## EXERCISE INSTRUCTIONS
Count the lines in the items below that contain the string "piping", and reply with that number alone.

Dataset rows
┄┄┄┄┄┄┄┄┄┄┄┄┄┄┄┄┄┄┄┄

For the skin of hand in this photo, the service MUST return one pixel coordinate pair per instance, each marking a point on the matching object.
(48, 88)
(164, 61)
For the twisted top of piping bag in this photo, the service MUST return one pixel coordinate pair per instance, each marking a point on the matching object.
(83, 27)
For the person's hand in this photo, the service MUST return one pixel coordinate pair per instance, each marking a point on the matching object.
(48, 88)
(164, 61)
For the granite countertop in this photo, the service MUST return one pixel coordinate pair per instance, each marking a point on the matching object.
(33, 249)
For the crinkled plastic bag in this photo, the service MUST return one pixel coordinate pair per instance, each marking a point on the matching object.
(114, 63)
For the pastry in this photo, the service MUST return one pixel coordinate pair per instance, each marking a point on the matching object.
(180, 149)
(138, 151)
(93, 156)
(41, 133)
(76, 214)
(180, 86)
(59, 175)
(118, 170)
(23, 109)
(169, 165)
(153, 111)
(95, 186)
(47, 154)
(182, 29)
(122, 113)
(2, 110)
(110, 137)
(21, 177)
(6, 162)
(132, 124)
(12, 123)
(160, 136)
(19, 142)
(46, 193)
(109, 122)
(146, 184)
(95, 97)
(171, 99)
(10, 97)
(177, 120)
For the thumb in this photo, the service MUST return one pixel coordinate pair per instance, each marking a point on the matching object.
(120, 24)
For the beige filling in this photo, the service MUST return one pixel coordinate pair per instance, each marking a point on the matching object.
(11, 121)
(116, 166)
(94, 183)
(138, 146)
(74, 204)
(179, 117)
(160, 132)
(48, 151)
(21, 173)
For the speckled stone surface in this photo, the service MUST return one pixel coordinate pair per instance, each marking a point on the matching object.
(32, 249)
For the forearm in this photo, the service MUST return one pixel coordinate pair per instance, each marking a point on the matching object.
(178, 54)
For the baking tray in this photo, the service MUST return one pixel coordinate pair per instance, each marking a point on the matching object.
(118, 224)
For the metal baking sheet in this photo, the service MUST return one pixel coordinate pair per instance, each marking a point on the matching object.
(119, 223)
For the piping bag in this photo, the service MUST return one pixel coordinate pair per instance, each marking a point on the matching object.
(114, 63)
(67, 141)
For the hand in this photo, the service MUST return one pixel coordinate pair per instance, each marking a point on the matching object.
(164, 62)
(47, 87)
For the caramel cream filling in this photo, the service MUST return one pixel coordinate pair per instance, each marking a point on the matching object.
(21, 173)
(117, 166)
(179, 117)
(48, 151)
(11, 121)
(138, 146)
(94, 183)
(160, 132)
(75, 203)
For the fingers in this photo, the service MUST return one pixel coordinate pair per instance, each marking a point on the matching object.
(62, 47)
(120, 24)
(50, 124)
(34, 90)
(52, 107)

┄┄┄┄┄┄┄┄┄┄┄┄┄┄┄┄┄┄┄┄

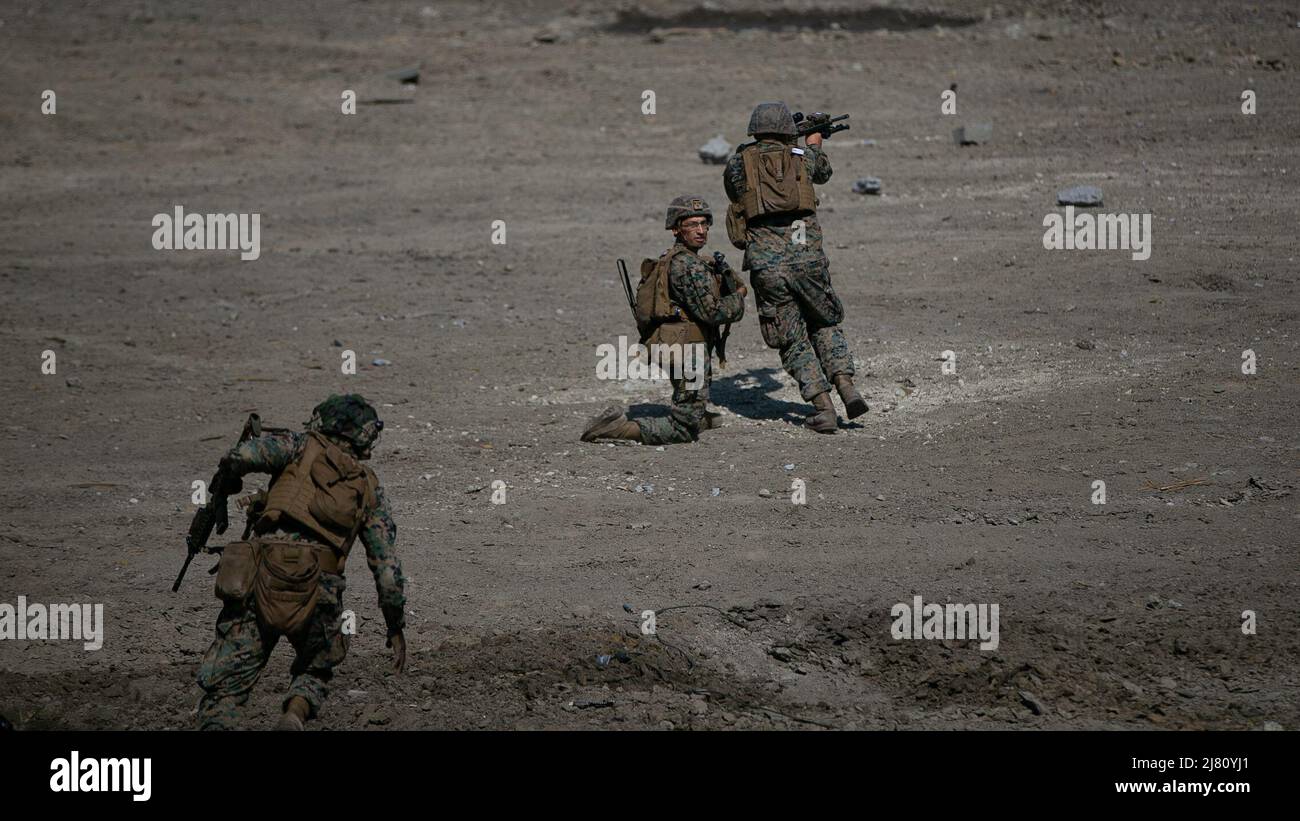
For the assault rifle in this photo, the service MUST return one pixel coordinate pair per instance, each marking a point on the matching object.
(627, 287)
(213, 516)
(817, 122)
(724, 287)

┄┄┄┄┄┄┄┄┄┄┄┄┄┄┄┄┄┄┄┄

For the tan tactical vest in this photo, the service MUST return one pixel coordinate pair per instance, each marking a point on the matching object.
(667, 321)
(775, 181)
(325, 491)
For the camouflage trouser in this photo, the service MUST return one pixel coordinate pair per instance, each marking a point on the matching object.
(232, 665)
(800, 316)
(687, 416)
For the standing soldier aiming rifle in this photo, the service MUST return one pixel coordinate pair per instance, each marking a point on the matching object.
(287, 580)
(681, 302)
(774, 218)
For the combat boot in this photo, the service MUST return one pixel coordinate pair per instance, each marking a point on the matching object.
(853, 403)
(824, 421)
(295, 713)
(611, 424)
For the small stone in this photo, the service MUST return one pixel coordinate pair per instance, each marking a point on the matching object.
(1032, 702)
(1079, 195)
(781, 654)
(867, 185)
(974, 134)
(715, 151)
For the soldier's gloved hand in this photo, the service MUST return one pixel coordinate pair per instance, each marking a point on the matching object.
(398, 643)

┄┄┄┄┄┄┄┄┄┄┄┄┄┄┄┄┄┄┄┄

## WRITTEN SOLUTION
2